**Problem statement:**
Working line by line, output the entries below exactly as they appear.
┌──
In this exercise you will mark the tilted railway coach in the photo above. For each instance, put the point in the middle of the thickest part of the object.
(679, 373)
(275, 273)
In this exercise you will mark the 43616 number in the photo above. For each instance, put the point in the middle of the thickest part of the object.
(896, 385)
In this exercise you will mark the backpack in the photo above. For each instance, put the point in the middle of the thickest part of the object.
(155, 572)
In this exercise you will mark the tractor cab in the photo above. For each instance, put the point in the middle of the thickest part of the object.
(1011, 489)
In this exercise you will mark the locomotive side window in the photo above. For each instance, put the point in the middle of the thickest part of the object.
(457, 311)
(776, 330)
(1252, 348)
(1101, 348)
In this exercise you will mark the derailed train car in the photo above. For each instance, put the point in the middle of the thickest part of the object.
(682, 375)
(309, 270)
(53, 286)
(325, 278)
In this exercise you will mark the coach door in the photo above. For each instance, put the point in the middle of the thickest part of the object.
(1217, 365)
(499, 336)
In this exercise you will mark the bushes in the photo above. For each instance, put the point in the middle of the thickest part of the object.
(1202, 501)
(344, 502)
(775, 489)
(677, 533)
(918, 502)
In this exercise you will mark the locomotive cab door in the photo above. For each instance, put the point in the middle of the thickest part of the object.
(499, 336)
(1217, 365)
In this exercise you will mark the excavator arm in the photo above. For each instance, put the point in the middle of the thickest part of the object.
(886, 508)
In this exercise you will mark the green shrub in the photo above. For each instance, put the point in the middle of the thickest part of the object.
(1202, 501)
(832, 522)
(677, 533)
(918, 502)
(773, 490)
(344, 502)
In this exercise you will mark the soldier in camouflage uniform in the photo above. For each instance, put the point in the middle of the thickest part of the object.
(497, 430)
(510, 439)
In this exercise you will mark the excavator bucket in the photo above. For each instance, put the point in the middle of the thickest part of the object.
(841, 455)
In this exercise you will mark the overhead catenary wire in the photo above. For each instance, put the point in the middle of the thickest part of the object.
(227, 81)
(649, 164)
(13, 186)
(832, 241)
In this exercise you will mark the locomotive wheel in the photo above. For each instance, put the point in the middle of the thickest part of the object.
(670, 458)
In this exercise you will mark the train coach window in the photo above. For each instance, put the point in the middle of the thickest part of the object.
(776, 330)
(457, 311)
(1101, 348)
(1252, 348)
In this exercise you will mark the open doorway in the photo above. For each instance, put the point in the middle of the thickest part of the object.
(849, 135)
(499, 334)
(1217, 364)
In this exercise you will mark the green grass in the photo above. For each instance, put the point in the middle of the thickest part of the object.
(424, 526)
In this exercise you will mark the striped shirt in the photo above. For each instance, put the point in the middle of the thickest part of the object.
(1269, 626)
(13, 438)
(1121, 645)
└──
**Written response:**
In this exercise you will mark the tilted railway coach in the photo above. For each instance, put the point in the middle of the thickest part of the object.
(679, 373)
(275, 273)
In this exercise you will mark the 43616 number in the photo above. For each instance, put the point in the middle of the thickest part of the object.
(896, 385)
In this exercise you will mark the backpack in the photo above. For each instance, put the point in the middle of the thickest part of the object.
(155, 572)
In this exercise you will mark the tractor cab in the photo above. For each instance, put the point in the middle of the thickest part of the object.
(1011, 489)
In this exercise you will mark the locomotive side window in the photo above. For each instance, put the point in the middle of the thickest part of the object.
(457, 311)
(776, 330)
(1252, 348)
(1101, 348)
In this exercise you will mark the derailed train car in the photo above. For each instance, put the point in the middle of the thickest part of the object.
(682, 375)
(309, 270)
(53, 286)
(325, 278)
In this exercise you will mark the coach door in the photo above. For each instance, put the point in the middle of the thickest part of the object.
(1217, 365)
(499, 336)
In this exercise you will mark the bushes in the photo above. For each instance, put the point in the middle of the thickest part of the object.
(1202, 501)
(344, 502)
(775, 489)
(677, 533)
(918, 502)
In this exercise you will mark the locomotive cab door in the photo above. For each instance, put the point in the middle of the thickest part of the object.
(499, 336)
(1217, 365)
In this exercise you will mark the excavator arm in the photo above. For each instance, put the point in the middle of the thickest part of the object.
(886, 508)
In this exercise you will mark the green shrub in the photo above. For each instance, put the point in the middle of the thickest part of the object.
(1202, 501)
(832, 522)
(677, 533)
(918, 502)
(773, 490)
(344, 502)
In this exercise you will mark the soldier in camouflage uniform in the photo above. For each instance, put the point in the middle of the thickest part of the object.
(497, 430)
(510, 439)
In this exercise you will mark the excavator bucket in the photo above. For each instance, put the point in the middle of the thickest part of the object.
(841, 455)
In this exercise you will mark the overhead catenary wire in the photo above. For each instance, put the point in the middle of the thickest part of the object.
(227, 81)
(649, 164)
(13, 186)
(832, 241)
In this exercise you will mark the locomotive wheel in the photo above. For each instance, put the point in the middle of the thickest part of the object.
(670, 458)
In this exercise you will mark the train coach window in the photo above. For each instance, put the point in the middle of the thickest part of the object.
(776, 330)
(457, 311)
(1101, 348)
(1252, 348)
In this exercise you will mark the open doorway in the photo above. For each instance, put the point in the middle of the thickest part of the object.
(849, 135)
(499, 334)
(1217, 364)
In this exercise you will mark the green grass in the photo above. For each instance, put the point in the middle of the thickest part of the object.
(424, 526)
In this exercise you will mark the striped shirt in the photo above. For each instance, put the point in the middle of the thickest part of the object.
(1269, 626)
(13, 438)
(1121, 645)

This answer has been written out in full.